From the top of the entries below through the line containing "For full credit, report the exact bounding box of the shoreline", return every line exactly as written, please, and stop there.

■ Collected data
......

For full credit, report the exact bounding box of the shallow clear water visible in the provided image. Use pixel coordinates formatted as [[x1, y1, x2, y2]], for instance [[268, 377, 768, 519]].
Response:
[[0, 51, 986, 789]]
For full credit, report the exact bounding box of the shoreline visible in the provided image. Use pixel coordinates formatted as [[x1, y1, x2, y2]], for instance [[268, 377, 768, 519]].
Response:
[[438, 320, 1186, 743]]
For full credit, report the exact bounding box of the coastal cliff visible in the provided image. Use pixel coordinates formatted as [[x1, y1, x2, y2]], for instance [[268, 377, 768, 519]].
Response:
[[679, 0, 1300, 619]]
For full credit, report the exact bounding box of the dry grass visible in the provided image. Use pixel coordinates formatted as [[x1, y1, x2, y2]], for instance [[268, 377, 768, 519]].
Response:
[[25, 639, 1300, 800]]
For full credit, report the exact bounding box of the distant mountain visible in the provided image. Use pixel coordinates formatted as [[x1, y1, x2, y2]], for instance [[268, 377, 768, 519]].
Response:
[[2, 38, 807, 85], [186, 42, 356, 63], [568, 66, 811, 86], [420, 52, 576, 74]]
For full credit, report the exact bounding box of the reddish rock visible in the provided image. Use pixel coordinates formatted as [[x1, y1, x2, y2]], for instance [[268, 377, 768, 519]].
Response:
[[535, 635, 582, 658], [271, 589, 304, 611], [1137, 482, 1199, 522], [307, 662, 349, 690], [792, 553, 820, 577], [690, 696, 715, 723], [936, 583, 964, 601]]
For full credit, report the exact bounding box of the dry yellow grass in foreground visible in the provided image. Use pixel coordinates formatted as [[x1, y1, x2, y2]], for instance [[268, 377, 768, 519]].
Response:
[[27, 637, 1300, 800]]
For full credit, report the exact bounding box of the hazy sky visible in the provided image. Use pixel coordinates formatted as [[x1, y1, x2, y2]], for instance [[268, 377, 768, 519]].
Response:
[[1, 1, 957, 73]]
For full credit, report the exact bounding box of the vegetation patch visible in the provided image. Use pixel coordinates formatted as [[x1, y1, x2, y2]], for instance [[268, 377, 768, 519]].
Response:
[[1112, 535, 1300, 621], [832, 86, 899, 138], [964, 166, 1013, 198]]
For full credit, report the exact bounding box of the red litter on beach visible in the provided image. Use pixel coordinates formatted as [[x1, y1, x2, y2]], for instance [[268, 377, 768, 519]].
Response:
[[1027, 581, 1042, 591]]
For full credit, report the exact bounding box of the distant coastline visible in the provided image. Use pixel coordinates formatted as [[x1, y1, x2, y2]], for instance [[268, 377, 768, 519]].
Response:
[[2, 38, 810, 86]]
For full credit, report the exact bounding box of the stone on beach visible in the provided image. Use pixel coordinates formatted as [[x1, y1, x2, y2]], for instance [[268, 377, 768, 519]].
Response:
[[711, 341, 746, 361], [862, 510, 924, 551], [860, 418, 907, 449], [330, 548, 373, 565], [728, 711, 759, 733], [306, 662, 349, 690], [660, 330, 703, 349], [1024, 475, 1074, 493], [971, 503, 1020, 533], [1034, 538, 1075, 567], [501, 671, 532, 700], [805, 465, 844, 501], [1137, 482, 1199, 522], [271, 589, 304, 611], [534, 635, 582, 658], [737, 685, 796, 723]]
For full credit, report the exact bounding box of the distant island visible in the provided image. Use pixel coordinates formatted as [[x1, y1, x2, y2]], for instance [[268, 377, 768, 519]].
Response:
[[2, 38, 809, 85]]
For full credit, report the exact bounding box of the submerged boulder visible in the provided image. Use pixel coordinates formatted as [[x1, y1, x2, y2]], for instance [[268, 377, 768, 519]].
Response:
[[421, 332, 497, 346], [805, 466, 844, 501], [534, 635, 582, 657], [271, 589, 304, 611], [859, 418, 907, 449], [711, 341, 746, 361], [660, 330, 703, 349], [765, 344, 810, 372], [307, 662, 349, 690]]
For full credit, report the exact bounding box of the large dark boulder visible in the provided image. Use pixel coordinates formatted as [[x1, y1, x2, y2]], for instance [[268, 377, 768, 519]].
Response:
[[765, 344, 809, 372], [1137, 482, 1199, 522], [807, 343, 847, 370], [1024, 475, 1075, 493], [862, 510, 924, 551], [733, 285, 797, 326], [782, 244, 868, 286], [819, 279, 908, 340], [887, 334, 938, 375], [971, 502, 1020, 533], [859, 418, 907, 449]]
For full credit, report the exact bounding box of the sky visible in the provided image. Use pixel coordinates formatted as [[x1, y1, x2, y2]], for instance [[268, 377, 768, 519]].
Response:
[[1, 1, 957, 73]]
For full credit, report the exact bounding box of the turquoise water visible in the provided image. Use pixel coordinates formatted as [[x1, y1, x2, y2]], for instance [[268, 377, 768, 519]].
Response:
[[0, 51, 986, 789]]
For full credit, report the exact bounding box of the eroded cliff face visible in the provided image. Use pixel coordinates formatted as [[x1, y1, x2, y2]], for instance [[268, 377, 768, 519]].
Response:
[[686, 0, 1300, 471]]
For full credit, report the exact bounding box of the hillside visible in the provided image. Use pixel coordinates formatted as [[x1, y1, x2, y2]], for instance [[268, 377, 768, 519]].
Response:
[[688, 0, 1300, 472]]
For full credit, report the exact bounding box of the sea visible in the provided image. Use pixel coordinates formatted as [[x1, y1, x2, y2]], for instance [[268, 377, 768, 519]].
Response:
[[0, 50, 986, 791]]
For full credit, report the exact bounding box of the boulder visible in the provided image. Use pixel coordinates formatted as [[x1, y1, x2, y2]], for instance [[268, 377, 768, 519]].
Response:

......

■ EXERCISE SOLUTION
For full credit, report the exact bounding box of the shallow clear water visible in the provided image. Use pixel coordinates formatted as [[x1, y1, x2, y2]], for instance [[268, 377, 768, 519]].
Response:
[[0, 51, 986, 789]]
For full credit, report the exact bounding box of the shoreline visible in the provided image. Use pixel coordinates formatted as [[x1, y1, x2, y2]], for instance [[268, 377, 768, 519]].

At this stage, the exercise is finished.